Update the material from the line holding "Place a point on the dark" through the line holding "<point>291,94</point>", inclusive, putting "roof" wherever "ceiling" appears and keeping everything else the same. Return only those lines.

WORKING DATA -
-------------------------

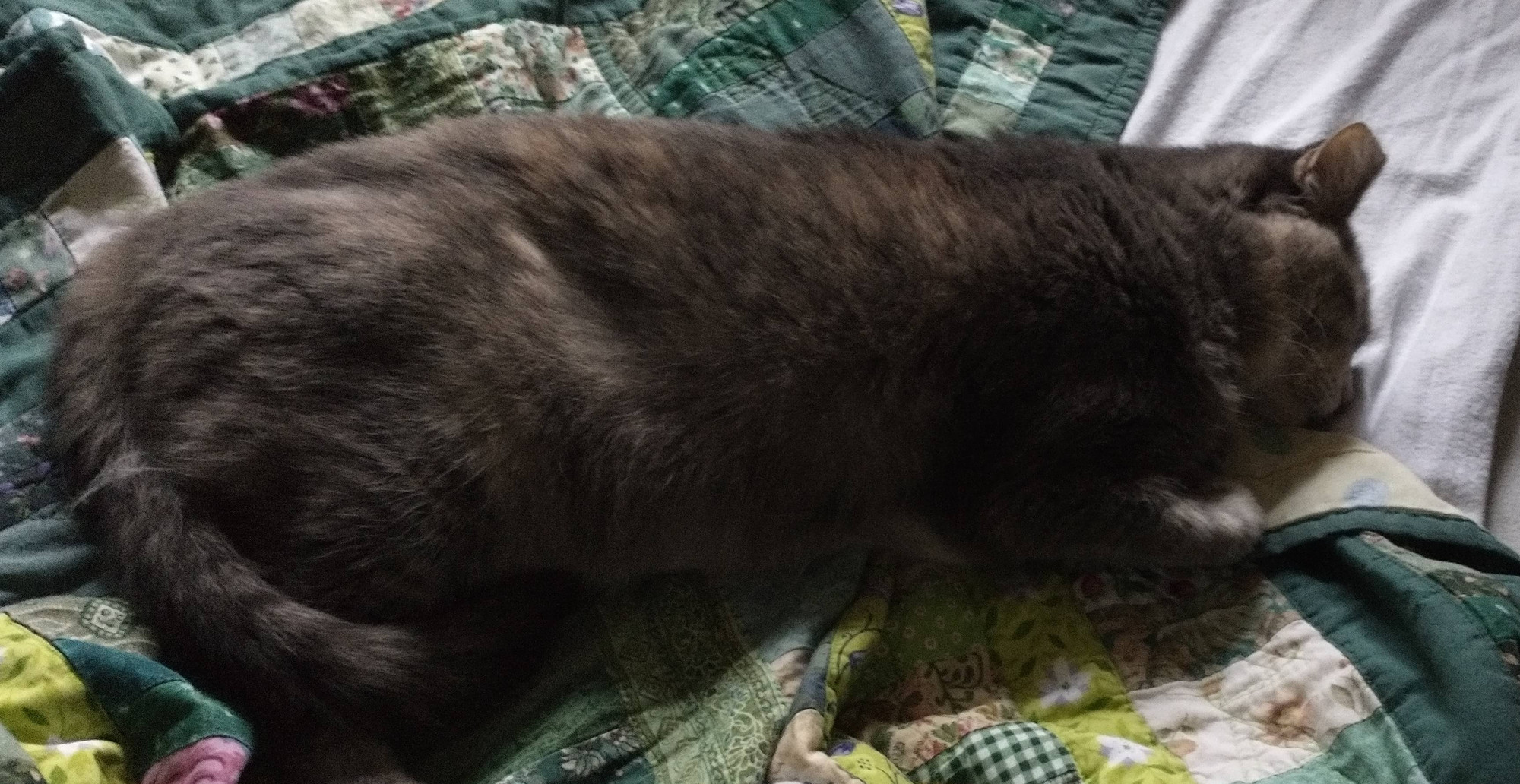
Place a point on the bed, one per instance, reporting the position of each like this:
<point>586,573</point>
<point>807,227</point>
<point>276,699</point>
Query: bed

-------------------------

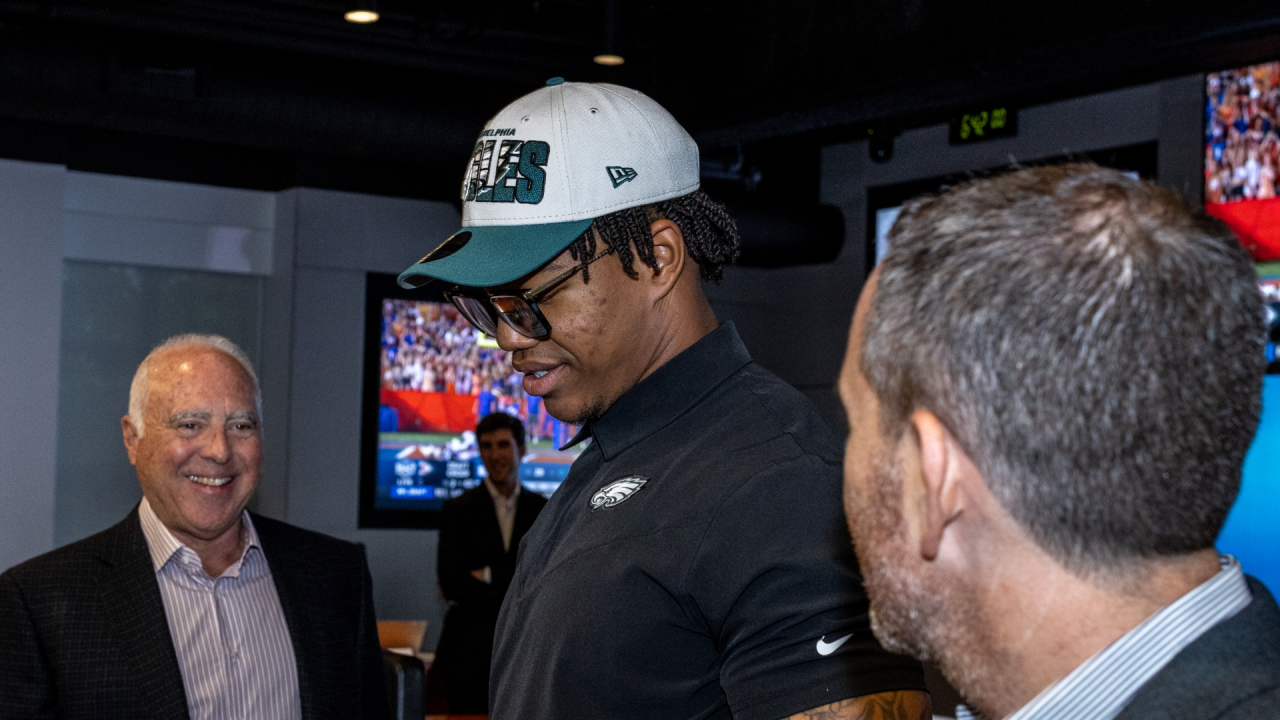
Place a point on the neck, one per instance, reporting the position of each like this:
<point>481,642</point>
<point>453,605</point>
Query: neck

-------------------------

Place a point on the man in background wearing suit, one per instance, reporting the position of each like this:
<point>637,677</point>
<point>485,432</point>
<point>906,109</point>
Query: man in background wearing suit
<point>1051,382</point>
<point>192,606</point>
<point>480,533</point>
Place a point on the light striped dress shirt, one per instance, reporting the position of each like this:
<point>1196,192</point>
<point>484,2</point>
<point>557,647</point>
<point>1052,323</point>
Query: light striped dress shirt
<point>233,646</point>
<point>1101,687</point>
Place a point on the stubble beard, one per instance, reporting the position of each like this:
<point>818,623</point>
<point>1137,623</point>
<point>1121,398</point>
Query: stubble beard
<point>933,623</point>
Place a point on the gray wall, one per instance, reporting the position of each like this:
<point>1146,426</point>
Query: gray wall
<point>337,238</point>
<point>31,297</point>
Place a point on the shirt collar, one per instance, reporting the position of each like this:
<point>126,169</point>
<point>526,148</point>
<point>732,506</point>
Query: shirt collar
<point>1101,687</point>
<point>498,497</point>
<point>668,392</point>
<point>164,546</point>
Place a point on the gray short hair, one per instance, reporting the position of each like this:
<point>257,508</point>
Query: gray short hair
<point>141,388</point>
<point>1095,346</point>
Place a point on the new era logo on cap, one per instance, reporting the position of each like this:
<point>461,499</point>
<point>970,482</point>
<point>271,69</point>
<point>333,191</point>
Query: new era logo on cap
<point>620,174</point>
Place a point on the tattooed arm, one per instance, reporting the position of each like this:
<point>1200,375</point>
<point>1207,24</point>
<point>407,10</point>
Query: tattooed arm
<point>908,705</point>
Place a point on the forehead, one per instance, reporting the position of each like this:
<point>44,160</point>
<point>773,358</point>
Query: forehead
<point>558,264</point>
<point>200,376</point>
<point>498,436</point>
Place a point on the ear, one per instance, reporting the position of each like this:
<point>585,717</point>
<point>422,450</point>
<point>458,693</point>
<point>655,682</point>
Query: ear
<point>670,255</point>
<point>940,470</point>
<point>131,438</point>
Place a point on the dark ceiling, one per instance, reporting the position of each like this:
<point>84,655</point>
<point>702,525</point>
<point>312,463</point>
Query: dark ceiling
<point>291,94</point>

-------------------------

EXERCISE ANSWER -
Place a point on the dark roof, one per instance, reporting the position of each like this:
<point>84,655</point>
<point>702,525</point>
<point>312,463</point>
Query: dark roof
<point>291,94</point>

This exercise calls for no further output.